本文抜粋
::::::

Don't Let Me Down

日々の雑感、引用。
言葉とイメージと音から喚起されるもの。

辺見庸新刊

2009-05-31 11:37:06 | 日記
辺見庸の新しい本をAmazonに注文した。
『しのびよる破局-生体の悲鳴が聞えるか』(大月書店)である。
これは、“NHK・ETV特集を再構成、大幅補充”したものとあるが、ぼくはこれを見ていない。

Amazonの“カスタマー・レビュー”から二つ引用(部分)したい;

<現代警鐘の書2009/4/19By長太郎(茨城)>
勿論私もこの特集番組を見た。ですから、番組を見た方にはこの本は、特別真新しい内容では無いし、再確認を出来る媒体の一つに過ぎないかも知れない。ところが、今回読んで判ったのは、番組で見聞きしていた筈の内容が、自身全然「理解」出来ていなかった言い換えれば聞き漏らしていた部分が非常に多かったことである。おそらく私はこの本を1度読んでも、未だ半分も理解していないのではなかろうか・・。それほど、内容の濃い深い深刻な問題を孕んだ本なのである。

::::::

提供資料
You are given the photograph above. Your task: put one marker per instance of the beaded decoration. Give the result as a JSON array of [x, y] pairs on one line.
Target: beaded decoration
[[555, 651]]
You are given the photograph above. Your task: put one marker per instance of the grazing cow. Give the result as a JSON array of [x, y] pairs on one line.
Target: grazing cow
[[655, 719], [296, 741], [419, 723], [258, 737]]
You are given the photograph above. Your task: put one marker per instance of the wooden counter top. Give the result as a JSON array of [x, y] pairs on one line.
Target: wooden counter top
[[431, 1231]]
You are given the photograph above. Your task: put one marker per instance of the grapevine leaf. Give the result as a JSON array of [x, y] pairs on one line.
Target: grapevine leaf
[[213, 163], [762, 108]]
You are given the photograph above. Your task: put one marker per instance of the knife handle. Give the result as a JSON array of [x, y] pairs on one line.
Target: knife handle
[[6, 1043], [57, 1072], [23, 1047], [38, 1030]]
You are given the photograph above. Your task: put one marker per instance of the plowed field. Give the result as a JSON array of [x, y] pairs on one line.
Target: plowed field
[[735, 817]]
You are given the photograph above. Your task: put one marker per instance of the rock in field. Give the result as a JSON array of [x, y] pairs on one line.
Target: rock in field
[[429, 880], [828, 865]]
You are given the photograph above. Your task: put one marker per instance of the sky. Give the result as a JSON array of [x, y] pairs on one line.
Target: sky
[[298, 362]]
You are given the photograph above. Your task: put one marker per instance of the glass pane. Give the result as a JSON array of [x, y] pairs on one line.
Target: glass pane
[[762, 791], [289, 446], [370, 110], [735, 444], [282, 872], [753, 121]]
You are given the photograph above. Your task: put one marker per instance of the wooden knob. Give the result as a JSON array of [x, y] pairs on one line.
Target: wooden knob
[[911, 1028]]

::::::

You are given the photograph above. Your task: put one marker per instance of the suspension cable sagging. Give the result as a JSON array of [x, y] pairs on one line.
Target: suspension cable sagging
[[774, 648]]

::::::

課題
1 - 辺見庸の新刊に関する日記について、次の問いに答えよ。
(a) 注文した本の出版社はどこか。
(b) その本は何を再構成し、大幅に補充したものとされているか。
(c) 引用されている一つ目のレビューの日付はいつか。
2 - 辺見庸の新刊に関する日記の冒頭の説明文で、何かを喚起するものとして挙げられているものをすべて書き出せ。
3 - 辺見庸の新刊に関する日記を、途切れたところから書き継げ。

各課題の解答
1 -
(a) 大月書店
(b) NHK・ETV特集
(c) 2009/4/19

2 - 言葉、イメージ、音

3 -
先ず読み始めて判るのは、文章漢字部分が一部の単語(語句)を除いて殆ど最小限に使われており、その分平仮名が目立つことである。これは、たいへん読み易い。辺見氏は現在右手が不自由であり、言語ツールとして携帯電話を利用していることがあるいは影響しているのかも知れない。彼は自身で「携帯依存症」だと告知している・・携帯で「文章」を綴りそれをPCへ転送して書いている・・また、現在身体的にも歩行が困難な為に毎日毎日歩く練習を繰り返し行なっている。練習をいくら行なっても良くはならないが、怠ると悪くなる。だから「徒労」とも思えるような「自主トレ」を繰り返す・・それは、辺見氏の深い「思索」に繋がっているように思えてならない。それはまるで終わり無きような繰り返し反芻するような「思索」だ・・読んでいてその執念に私は打たれた・・・

<辺見庸というレンズ2009/4/19By adanama(東京新宿区)>
もともと聴衆を意識したものであるためか、 語りがとてもわかりやすく、その分ダイレクトに届く。
著者の視線は、世界恐慌から秋葉原事件に渡り、具体的な事象にふれながら、広告や資本による言葉に対する感覚の収奪、 世界と人間の生体との食い違い、それによる鈍化といった 彼なりの深い洞察に落ちていく。
辺見庸の言葉が特別なのは、 彼がすぐれた評論家や作家やジャーナリストだからではない。
私たちは、すでに習慣として、「言葉」に自分の体を賭けない。
毎日朝食を摂り、排泄し、眠るのと同じくらい日常的に、無意識に、賭けない。
しかし辺見庸は、至極逆説的にいえば、 その習慣に従うことが「どうしてもできなかった」希少な人間だ。
だからこそ読者は、彼の文章に、最終的には登れないと分かっている崖を指で登るような衝迫を感じる。
私たちは、読むにつれて「著者の言葉にただ賛同したり反論したりする、ただのギャラリー」であることに耐えられなくなる。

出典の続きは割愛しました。